DOCUMENT SECTION:
--- START ---

Now, firms such as iRespond and Simprints, a UK-based non-profit that develops biometric IDs for health and humanitarian use are adapting their technology for the next steps. Many biometric systems are based on fingerprints, which can be a transmission risk for the coronavirus, so Simprints is developing a “touchless” technology that scans the face or the palm, said chief executive Toby Norman.
It noted specifically that “the pilot will offer blockchain-based digital identification, linked to individual users through iris recognition, for refugees accessing the IRC’s services in the Mae La Camp in Thailand.” Having a “digital identity” would allow refugees “to access improved, consistent healthcare within the camp” with plans for the same system to eventually “electronically document both educational attainment and professional skills to aid with employment opportunities.”
It was revealed to be just the first step in an effort that aims to equip the projects entire refugee population with secure and portable “digital wallets” that will hold not just their medical records but also their educational and vocational credentials, camp work histories and myriad other records,” ostensibly including financial activity.

--- END ---

PROBLEMS AND TASKS:
1. In the passage on biometric refugee IDs, what does Simprints' touchless technology scan?
2. Please reproduce the passage on biometric refugee IDs word for word, starting at "Now, firms such" and ending at "executive Toby Norman.".
3. Write the next part of the passage on biometric refugee IDs, beginning after its last sentence.
You won't need the material that follows this passage on biometric refugee IDs.

EXTRACTED RECORDS:
--- START ---

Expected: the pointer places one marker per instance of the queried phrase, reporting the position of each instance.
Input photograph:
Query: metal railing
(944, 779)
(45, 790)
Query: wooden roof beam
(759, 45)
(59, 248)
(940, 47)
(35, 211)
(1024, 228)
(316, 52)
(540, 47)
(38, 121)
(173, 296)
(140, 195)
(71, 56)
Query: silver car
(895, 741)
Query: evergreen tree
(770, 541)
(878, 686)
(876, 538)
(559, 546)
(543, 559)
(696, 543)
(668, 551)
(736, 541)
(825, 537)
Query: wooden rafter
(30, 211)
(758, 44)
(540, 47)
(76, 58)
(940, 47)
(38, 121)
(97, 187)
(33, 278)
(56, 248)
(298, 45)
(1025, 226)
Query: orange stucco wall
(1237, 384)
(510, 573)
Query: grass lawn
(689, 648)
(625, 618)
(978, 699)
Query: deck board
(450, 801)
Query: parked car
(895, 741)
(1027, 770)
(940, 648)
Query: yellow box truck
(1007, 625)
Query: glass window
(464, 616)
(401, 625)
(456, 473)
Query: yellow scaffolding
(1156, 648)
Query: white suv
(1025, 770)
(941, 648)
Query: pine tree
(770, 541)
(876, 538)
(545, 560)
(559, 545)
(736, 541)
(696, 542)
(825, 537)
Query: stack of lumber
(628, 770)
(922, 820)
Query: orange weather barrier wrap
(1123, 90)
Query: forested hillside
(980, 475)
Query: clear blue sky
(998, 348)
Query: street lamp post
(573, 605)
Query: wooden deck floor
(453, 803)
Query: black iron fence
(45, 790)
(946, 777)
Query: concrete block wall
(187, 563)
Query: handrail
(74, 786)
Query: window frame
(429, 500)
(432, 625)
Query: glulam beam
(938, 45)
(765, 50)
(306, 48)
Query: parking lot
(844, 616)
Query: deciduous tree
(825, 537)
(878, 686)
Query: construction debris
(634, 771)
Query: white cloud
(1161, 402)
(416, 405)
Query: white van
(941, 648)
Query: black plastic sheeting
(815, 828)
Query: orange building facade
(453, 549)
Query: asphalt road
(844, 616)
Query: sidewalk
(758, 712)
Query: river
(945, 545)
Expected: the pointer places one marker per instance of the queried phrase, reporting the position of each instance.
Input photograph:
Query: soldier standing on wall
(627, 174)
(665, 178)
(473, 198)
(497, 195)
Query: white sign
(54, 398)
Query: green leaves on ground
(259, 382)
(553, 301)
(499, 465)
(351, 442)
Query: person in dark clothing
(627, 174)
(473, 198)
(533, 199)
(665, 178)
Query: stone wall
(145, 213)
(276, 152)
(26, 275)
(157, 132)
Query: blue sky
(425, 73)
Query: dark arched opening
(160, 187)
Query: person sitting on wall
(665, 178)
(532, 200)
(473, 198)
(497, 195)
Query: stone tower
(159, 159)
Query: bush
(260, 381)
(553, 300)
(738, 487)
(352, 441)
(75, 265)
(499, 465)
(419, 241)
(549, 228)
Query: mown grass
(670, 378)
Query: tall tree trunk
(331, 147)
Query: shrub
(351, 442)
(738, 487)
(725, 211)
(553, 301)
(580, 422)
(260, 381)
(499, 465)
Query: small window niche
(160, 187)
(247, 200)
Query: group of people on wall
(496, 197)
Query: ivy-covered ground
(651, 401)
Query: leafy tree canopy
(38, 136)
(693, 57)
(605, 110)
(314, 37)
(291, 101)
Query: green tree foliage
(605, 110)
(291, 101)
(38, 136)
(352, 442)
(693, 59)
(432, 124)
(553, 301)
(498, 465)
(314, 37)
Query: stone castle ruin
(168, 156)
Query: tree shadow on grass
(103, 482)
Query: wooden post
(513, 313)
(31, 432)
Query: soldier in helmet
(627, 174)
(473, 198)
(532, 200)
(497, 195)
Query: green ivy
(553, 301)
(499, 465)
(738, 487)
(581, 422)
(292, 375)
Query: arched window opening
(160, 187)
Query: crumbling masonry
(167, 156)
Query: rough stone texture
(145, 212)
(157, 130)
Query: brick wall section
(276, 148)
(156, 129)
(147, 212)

--- END ---

RESULTS IN ORDER:
1. The face or the palm.

2.
Now, firms such as iRespond and Simprints, a UK-based non-profit that develops biometric IDs for health and humanitarian use are adapting their technology for the next steps. Many biometric systems are based on fingerprints, which can be a transmission risk for the coronavirus, so Simprints is developing a “touchless” technology that scans the face or the palm, said chief executive Toby Norman.

3.
This is particularly likely given that iRespond also partnered with Mastercard, another ID2020 partner that is closely allied with the company, Trust Stamp, a biometric identity platform that also doubles as a vaccine record and payment system. Everest who works with ID2020 and defines itself as a “decentralized platform incorporating a massively scalable payment solution, Everchain, with a multi-currency wallet, EverWallet, and a native biometric identity system, EverID. Everest delivers a complete solution for a ‘new economy.’”
Were these pilot project pre cursers to the digital identity systems now rolling out across the world, the same companies involved in the pilots are the same ones now being used to roll out Vaccine Passports.
Indeed, the plan could very well be to link our biometric data with face recognition cameras and Digital ID which will contain an abundance of data, right now our health and vaccine data, but that platform could be easily extended to include payments at any point depending on future events.
We already know the Covid-19 vaccine passport app could require people to give their location data to a central database meaning people could be tracked in real time.
"Someone on the door has to be sure the person in front of them owns the credential."
iProov founder and chief executive, Andrew Bud tells Sky News how a vaccine passport smartphone app may work.
Vaccine Passports could setup the backbone for an oppressive digital ID and tracking system which may lead to a health apartheid that would be incompatible with a free and democratic country. This may normalise identity checks, health inspections and increase state control snooping over citizens.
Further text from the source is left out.